Records excerpted from a collection:
►

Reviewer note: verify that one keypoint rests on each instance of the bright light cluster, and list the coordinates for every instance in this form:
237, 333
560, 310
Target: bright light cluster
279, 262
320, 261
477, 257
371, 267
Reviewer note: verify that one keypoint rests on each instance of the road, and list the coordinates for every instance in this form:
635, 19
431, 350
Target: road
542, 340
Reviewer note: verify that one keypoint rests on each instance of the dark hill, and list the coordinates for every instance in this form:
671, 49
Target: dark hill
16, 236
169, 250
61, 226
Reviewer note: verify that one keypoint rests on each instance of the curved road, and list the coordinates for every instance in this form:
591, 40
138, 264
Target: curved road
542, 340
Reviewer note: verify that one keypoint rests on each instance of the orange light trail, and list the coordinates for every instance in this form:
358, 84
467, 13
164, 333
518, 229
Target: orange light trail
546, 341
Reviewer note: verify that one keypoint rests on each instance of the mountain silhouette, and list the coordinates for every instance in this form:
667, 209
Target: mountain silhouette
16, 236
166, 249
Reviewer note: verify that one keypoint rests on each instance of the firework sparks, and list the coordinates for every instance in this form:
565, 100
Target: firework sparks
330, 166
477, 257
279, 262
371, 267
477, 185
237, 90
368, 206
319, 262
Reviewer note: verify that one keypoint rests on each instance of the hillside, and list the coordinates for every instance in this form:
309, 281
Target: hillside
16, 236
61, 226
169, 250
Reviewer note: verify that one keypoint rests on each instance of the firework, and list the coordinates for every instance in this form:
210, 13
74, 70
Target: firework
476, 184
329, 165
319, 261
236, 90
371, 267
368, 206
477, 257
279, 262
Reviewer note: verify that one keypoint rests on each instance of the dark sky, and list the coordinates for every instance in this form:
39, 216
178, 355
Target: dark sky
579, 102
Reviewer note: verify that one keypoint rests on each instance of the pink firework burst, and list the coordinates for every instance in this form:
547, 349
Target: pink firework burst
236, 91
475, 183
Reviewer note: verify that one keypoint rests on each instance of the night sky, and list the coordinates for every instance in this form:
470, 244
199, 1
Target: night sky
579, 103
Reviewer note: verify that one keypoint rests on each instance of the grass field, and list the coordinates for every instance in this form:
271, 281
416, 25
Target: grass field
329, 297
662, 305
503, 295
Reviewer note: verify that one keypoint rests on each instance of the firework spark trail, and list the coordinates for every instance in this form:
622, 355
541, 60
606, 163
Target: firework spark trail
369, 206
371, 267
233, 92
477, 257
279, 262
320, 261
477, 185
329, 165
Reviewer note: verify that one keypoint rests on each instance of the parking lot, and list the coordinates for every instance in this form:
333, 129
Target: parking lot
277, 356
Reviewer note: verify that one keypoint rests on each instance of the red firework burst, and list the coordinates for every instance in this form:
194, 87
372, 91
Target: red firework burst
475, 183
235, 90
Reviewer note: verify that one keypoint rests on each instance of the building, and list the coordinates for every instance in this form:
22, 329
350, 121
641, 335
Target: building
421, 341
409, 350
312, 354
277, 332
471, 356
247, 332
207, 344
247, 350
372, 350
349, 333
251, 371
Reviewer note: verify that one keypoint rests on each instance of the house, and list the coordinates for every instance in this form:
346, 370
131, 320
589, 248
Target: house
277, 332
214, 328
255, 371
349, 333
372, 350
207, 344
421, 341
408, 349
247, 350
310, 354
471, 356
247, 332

◄

### [DIRECTION]
Revise the data above so that every instance of "Target" becomes "Category", leaving all other text as it is.

### [FINISHED ANSWER]
Reviewer note: verify that one keypoint rests on each instance of the bright light cluster, and list the coordinates for every instance in this form:
237, 333
560, 310
Category: bright light cluster
279, 262
320, 261
477, 257
371, 267
Reviewer note: verify that one keypoint rests on each instance of the road, and list the coordinates for every instance in this form:
635, 19
431, 350
Category: road
542, 340
Reviewer note: verify that one keypoint rests on each instance of the dark hill, and list the coordinates for every instance in this form:
671, 49
Category: dark hill
16, 236
169, 250
61, 226
Reviewer note: verify that one keypoint rests on each instance of the curved road, and list the coordinates for every instance in this form:
591, 40
138, 264
Category: curved road
542, 340
Reviewer note: verify that one keypoint rests on each instance of the orange light trail, and list the coordinates for every instance in this form:
358, 84
467, 13
164, 333
518, 229
Category: orange light trail
546, 341
Reviewer note: verify that one keypoint rests on each instance of the mountain silhouette, and list the coordinates for every instance in this form:
667, 209
Category: mountain silhouette
16, 236
166, 249
Reviewer note: verify that one keypoint rests on each instance of the firework sparks, and list the coordinates for every instance in this form:
565, 100
Category: firework sparks
330, 166
477, 257
279, 262
371, 267
477, 185
237, 90
368, 206
319, 262
Reviewer note: verify that one keypoint rests on each instance of the hillside, and list the coordinates for every instance in this form:
309, 281
Category: hillside
16, 236
61, 226
169, 250
Reviewer note: verify that one keypoint rests on each instance of the firework, and list the coordinates for every instance in this form:
210, 13
74, 70
Category: firework
476, 184
329, 165
319, 261
236, 90
371, 267
368, 206
477, 257
279, 262
Reviewer note: verify that one keypoint rests on each instance of the dark sky, and list the coordinates for every instance in this form:
39, 216
178, 355
Category: dark sky
579, 102
Reviewer note: verify that one keypoint rests on each instance of the pink firework burst, and list the coordinates for every instance in this form:
547, 349
Category: pink firework burst
236, 91
475, 183
Reviewer note: verify that one keypoint rests on each instance of the night sky, and list the coordinates for every instance in this form:
470, 244
199, 1
Category: night sky
579, 103
Reviewer note: verify that one keypoint rests on each instance of the grass field, and list the coordinates for every instance in this form:
271, 281
416, 25
Category: grass field
329, 297
662, 305
503, 295
Reviewer note: verify that one keypoint rests on each instance of the firework spark trail, and list the coordinates for every instance in this form:
622, 355
541, 60
606, 163
Category: firework spark trail
369, 206
371, 267
233, 92
477, 257
279, 262
320, 261
477, 185
329, 165
Reviewer note: verify that one keypoint rests on each instance of the parking lot, and list the coordinates for every instance in this form:
333, 129
Category: parking lot
277, 356
Reviewer note: verify that one keypoint rests on each instance of the red firework burst, and list the coordinates for every instance in this form:
194, 87
372, 91
Category: red firework burst
475, 183
235, 90
Reviewer note: verify that one keypoint rests on each instance of the building, and list the coordinates for every instance in this form:
22, 329
350, 121
641, 335
Category: building
421, 341
409, 350
312, 354
277, 332
471, 356
247, 332
207, 344
247, 350
372, 350
349, 333
251, 371
Reviewer note: verify that one keypoint rests on each instance of the house, and list the coordinates for every instance in this form:
346, 370
131, 320
589, 248
Category: house
277, 332
214, 328
255, 371
349, 333
372, 350
207, 344
421, 341
408, 349
247, 350
310, 354
471, 356
247, 332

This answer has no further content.